Trecho do texto —
━━━━━━━━━━

Recebido no email:
Já se passaram quase cinco meses desde o dia em que nos detiveram sob a
acusação de pertencer a uma organização criminosa com fins terroristas, e
talvez possa parecer um pouco estranho ver uma convocatória de
solidariedade a essas alturas. Mas, levando em conta as acusações da
polícia e do juiz, não somos e nem éramos um grupo organizado com um
trabalho em comum, por isso e por cinco de nós durante quase dois meses
terem estado no cárcere, com todo o trabalho que isso comporta, não é fácil
nos juntar para falar e nem fazer nem um comunicado e nem um posicionamento
frente a nada. Por isso, sai agora este texto feito em consenso e que
talvez seja aplicável à solidariedade com outras pessoas e coletivos.
Como bem se sabe, no último 30 de março ocorreu a chamada “Operación
Piñata” a cargo da Polícia Nacional, na qual 15 pessoas foram detidas entre
as cidades de Barcelona, Madri e Palencia, todas nós de militância
anarquista e/ou antiautoritária.
5 pessoas foram sequestradas pelo Estado por meio de prisão preventiva
durante dois meses, enquanto que as 10 restantes foram postas em liberdade
com acusações a espera de julgamento, todas acusadas de organização
criminosa com fins terroristas.
Em todos estes meses (tendo em conta também as mostras de solidariedade em
relação a anterior “Operación Pandora”), os gestos solidários para dar
visibilidade e mostrar rechaço à estas operações repressivas ocorreram por
todo o globo e nos fizeram sorrir em certos momentos cinzas. A
solidariedade é uma ferramenta inerente a toda luta e mais ainda quando o
Estado golpeia. Para que esta responda verdadeiramente a seu nome, não é e
nem pode ser controlável nem dirigida por ninguém. A expressão solidária
não entende nem de normas, nem de hierarquias, sendo assim válidas todas as
suas expressões.

━━━━━━━━━━

Instruções de trabalho —
- a) Responda às perguntas abaixo com base no texto sobre a Operación Piñata.
(i) Quantas pessoas foram detidas e em quais cidades?
(ii) Por quanto tempo as cinco pessoas ficaram em prisão preventiva?
(iii) De que todas as pessoas detidas foram acusadas?
- b) Explique, segundo o texto sobre a Operación Piñata, por que não foi fácil para as pessoas detidas se reunirem e fazerem um comunicado.
- c) Transcreva do texto sobre a Operación Piñata o trecho que começa pelas palavras “Em todos estes” e termina em “suas expressões.”.

Segmento de dados —
━━━━━━━━━━

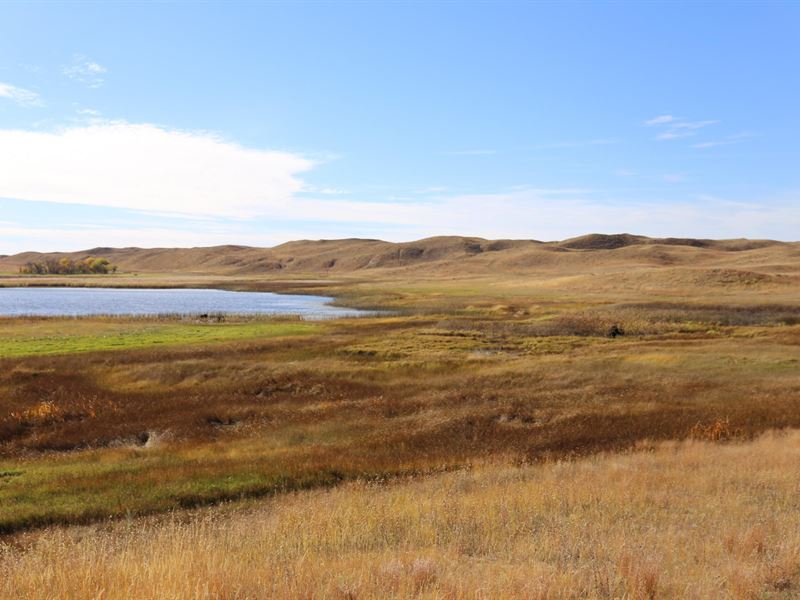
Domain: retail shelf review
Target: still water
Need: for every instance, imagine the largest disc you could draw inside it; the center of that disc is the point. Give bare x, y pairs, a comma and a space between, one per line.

━━━━━━━━━━

Resultados por tarefa —
- a)
(i) 15 pessoas, nas cidades de Barcelona, Madri e Palencia.
(ii) Durante dois meses.
(iii) De organização criminosa com fins terroristas.

- b) Elas não são nem eram um grupo organizado com um trabalho em comum. Além disso, cinco delas passaram quase dois meses no cárcere, com todo o trabalho que isso comporta.

- c)
Em todos estes meses (tendo em conta também as mostras de solidariedade em
relação a anterior “Operación Pandora”), os gestos solidários para dar
visibilidade e mostrar rechaço à estas operações repressivas ocorreram por
todo o globo e nos fizeram sorrir em certos momentos cinzas. A
solidariedade é uma ferramenta inerente a toda luta e mais ainda quando o
Estado golpeia. Para que esta responda verdadeiramente a seu nome, não é e
nem pode ser controlável nem dirigida por ninguém. A expressão solidária
não entende nem de normas, nem de hierarquias, sendo assim válidas todas as
suas expressões.